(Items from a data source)
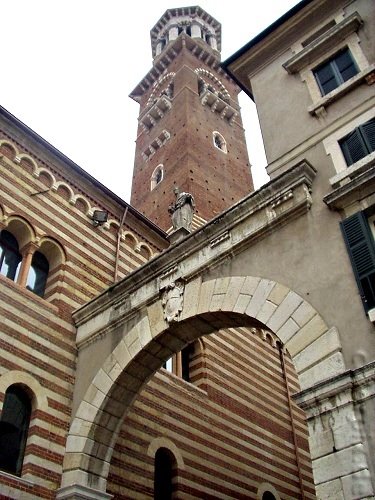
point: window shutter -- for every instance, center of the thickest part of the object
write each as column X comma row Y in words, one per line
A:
column 353, row 147
column 368, row 133
column 360, row 246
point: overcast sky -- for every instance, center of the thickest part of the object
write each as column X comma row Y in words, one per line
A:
column 68, row 67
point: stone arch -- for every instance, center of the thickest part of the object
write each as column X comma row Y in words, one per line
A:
column 163, row 83
column 219, row 87
column 21, row 378
column 147, row 340
column 21, row 229
column 43, row 172
column 163, row 442
column 8, row 149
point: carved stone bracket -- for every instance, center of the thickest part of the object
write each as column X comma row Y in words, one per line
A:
column 173, row 301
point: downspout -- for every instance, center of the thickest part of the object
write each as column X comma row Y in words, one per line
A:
column 118, row 244
column 298, row 459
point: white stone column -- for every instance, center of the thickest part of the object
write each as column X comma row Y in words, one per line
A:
column 173, row 33
column 213, row 42
column 196, row 31
column 339, row 446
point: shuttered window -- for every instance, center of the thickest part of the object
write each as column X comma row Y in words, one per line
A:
column 335, row 72
column 361, row 249
column 359, row 143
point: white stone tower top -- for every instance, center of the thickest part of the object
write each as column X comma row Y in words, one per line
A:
column 193, row 21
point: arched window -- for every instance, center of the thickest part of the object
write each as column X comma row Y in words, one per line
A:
column 38, row 274
column 157, row 176
column 10, row 256
column 14, row 426
column 165, row 471
column 267, row 495
column 219, row 142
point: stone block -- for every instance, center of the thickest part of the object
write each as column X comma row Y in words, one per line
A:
column 321, row 348
column 303, row 314
column 287, row 331
column 156, row 318
column 278, row 294
column 242, row 303
column 260, row 296
column 284, row 311
column 331, row 489
column 122, row 354
column 191, row 297
column 232, row 293
column 329, row 367
column 266, row 312
column 205, row 296
column 358, row 485
column 250, row 285
column 306, row 336
column 102, row 381
column 341, row 463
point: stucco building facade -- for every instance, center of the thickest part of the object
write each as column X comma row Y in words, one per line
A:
column 256, row 311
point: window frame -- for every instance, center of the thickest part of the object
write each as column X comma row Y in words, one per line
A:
column 360, row 244
column 362, row 134
column 337, row 74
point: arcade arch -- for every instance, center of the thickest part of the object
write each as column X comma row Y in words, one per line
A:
column 146, row 340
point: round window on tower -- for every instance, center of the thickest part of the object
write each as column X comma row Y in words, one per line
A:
column 219, row 141
column 157, row 176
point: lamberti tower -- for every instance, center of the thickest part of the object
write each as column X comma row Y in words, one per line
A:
column 190, row 132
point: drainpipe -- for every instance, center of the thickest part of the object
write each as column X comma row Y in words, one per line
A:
column 118, row 244
column 298, row 459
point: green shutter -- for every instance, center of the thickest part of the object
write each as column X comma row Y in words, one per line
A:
column 360, row 246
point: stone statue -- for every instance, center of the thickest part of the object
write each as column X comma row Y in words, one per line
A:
column 182, row 210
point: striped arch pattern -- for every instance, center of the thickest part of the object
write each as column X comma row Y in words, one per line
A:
column 208, row 306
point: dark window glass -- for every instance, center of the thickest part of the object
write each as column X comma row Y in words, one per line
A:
column 14, row 425
column 164, row 472
column 359, row 143
column 185, row 361
column 38, row 274
column 10, row 257
column 267, row 495
column 361, row 249
column 336, row 71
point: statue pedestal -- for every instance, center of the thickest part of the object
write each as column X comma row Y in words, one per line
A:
column 178, row 234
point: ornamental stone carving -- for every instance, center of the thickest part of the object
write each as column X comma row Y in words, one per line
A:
column 172, row 301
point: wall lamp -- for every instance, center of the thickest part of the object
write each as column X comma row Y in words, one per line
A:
column 99, row 217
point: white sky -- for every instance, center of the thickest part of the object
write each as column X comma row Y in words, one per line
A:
column 68, row 67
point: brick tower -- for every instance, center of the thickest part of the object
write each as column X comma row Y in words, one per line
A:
column 190, row 132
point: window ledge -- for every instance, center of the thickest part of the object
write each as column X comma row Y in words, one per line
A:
column 371, row 315
column 367, row 74
column 353, row 171
column 19, row 479
column 323, row 43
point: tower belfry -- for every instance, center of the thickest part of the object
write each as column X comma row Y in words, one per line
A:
column 190, row 132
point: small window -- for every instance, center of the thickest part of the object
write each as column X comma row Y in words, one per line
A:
column 359, row 143
column 219, row 142
column 165, row 471
column 38, row 274
column 361, row 248
column 157, row 176
column 10, row 257
column 334, row 72
column 14, row 426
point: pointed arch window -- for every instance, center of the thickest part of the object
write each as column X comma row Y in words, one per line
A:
column 38, row 274
column 164, row 474
column 14, row 426
column 157, row 176
column 10, row 257
column 219, row 142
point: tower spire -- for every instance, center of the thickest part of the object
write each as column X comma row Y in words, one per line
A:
column 190, row 131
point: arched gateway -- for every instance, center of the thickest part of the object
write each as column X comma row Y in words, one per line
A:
column 192, row 289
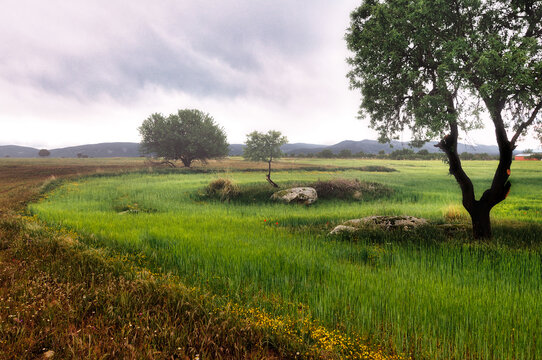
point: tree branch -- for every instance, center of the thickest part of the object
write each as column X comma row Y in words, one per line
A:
column 449, row 145
column 524, row 125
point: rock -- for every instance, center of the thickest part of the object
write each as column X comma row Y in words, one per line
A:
column 342, row 229
column 404, row 222
column 48, row 354
column 300, row 195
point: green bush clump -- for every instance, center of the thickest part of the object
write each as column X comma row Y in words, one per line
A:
column 340, row 188
column 223, row 189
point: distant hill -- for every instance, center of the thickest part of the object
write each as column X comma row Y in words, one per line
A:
column 117, row 149
column 123, row 149
column 129, row 149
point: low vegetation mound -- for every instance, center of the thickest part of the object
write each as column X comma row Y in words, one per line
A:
column 298, row 195
column 404, row 222
column 340, row 188
column 223, row 189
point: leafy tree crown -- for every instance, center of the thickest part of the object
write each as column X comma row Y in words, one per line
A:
column 264, row 146
column 426, row 64
column 188, row 135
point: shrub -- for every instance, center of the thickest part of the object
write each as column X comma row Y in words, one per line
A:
column 222, row 188
column 455, row 213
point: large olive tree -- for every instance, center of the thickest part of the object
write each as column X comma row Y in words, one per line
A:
column 434, row 66
column 187, row 135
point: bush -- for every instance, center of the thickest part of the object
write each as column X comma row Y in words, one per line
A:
column 340, row 188
column 222, row 188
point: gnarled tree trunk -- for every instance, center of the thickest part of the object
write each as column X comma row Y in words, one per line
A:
column 479, row 210
column 268, row 176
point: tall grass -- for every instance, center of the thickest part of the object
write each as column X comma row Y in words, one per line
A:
column 420, row 292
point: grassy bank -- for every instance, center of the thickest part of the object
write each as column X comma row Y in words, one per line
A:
column 61, row 298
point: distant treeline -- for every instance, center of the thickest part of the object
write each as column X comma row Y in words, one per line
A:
column 402, row 154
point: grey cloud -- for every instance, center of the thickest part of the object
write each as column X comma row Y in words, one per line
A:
column 192, row 51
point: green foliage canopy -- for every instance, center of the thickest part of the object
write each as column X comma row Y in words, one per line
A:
column 426, row 64
column 188, row 135
column 434, row 65
column 264, row 146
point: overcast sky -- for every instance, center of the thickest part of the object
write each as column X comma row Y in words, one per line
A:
column 78, row 72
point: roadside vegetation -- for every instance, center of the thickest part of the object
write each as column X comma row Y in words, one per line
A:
column 430, row 292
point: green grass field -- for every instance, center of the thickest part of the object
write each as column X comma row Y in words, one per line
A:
column 427, row 293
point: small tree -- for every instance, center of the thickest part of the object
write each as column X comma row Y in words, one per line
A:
column 434, row 66
column 187, row 136
column 44, row 153
column 264, row 147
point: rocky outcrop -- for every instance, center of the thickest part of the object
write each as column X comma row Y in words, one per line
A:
column 299, row 195
column 343, row 229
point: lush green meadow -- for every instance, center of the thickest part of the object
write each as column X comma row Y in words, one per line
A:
column 427, row 292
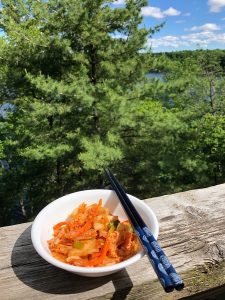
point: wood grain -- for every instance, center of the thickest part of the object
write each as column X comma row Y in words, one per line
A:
column 192, row 233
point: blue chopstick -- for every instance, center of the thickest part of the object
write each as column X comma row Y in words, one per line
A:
column 164, row 278
column 157, row 251
column 176, row 279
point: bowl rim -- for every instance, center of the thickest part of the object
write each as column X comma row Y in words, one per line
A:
column 88, row 270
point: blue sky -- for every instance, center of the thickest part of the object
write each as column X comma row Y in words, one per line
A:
column 189, row 24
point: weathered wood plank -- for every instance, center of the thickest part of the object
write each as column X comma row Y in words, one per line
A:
column 192, row 233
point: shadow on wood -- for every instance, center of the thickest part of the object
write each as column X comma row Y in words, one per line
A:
column 36, row 273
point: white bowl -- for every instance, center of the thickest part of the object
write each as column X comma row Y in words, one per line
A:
column 59, row 210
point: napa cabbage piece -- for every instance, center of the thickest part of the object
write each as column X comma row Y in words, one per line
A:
column 91, row 236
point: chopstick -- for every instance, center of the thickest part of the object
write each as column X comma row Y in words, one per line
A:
column 165, row 271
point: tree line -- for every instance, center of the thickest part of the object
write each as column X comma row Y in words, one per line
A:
column 75, row 99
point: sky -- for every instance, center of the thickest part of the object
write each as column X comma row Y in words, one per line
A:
column 189, row 24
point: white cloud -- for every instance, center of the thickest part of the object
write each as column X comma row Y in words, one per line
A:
column 119, row 2
column 202, row 39
column 180, row 21
column 216, row 5
column 206, row 27
column 151, row 11
column 172, row 12
column 156, row 12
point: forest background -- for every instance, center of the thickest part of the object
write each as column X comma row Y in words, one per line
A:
column 76, row 97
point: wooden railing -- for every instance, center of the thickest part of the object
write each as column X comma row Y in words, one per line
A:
column 192, row 233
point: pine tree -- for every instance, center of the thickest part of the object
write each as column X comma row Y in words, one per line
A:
column 73, row 72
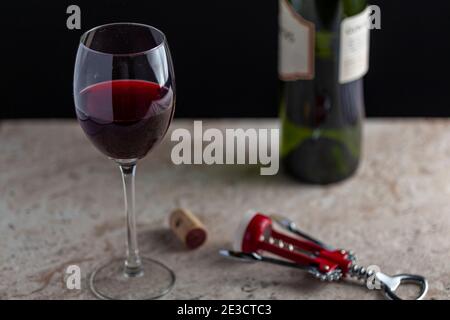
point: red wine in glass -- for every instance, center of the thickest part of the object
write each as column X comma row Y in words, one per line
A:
column 124, row 92
column 125, row 119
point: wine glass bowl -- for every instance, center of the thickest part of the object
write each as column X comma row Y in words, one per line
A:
column 124, row 92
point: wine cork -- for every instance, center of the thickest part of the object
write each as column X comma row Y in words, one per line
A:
column 188, row 228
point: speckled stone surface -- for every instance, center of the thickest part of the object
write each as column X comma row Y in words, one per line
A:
column 61, row 204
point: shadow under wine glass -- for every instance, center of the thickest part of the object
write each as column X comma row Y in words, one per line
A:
column 124, row 91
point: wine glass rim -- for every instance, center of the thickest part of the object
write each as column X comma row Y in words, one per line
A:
column 137, row 53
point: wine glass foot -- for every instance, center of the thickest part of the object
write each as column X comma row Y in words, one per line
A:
column 110, row 282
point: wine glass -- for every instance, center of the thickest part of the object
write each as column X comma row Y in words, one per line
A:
column 124, row 91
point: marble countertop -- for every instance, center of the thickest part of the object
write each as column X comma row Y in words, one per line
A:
column 61, row 204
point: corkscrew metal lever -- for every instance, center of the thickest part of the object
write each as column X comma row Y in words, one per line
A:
column 256, row 235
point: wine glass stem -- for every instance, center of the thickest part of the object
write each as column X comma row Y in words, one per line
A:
column 133, row 265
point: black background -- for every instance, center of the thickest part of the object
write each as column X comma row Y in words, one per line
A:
column 225, row 55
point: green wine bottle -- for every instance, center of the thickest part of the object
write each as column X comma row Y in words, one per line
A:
column 323, row 57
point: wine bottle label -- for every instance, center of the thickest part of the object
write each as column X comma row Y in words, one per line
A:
column 354, row 51
column 296, row 45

# [WHAT THE TASK ASKS]
Can you repeat the lines of the listing word for word, starting at the line containing "point: green bush" and ending at the line containing "column 268, row 176"?

# [ANSWER TO THIS TASK]
point: green bush clump -- for every instance, center of the thickest part of the object
write each as column X comma row Y in words, one per line
A:
column 340, row 188
column 223, row 189
point: distant hill -- for every instance, center of the thickest part of the object
write each as column X comma row Y in words, one per line
A:
column 117, row 149
column 123, row 149
column 129, row 149
point: low vegetation mound -- for every instance, center of the thickest part of the object
write each as column X comma row Y in words, one per line
A:
column 298, row 195
column 404, row 222
column 340, row 188
column 223, row 189
point: leafy tree crown -- for every instance, center of the thickest part of the object
write each as column X comma row Y in words, one per line
A:
column 264, row 146
column 426, row 64
column 188, row 135
point: shrub -- for every instance, center of the thickest part of the object
write each as column X comma row Y in words, one per line
A:
column 222, row 188
column 455, row 213
point: large olive tree -- for every instance, center of the thickest part of the object
write each as column X comma row Y in words, one per line
A:
column 434, row 66
column 187, row 135
point: bush -- for every instance, center of the thickest part of the object
write each as column X comma row Y in words, one per line
A:
column 340, row 188
column 222, row 188
point: gnarled tree trunk -- for every instance, center of the thickest part of the object
write each as column X comma row Y in words, one per line
A:
column 479, row 210
column 268, row 176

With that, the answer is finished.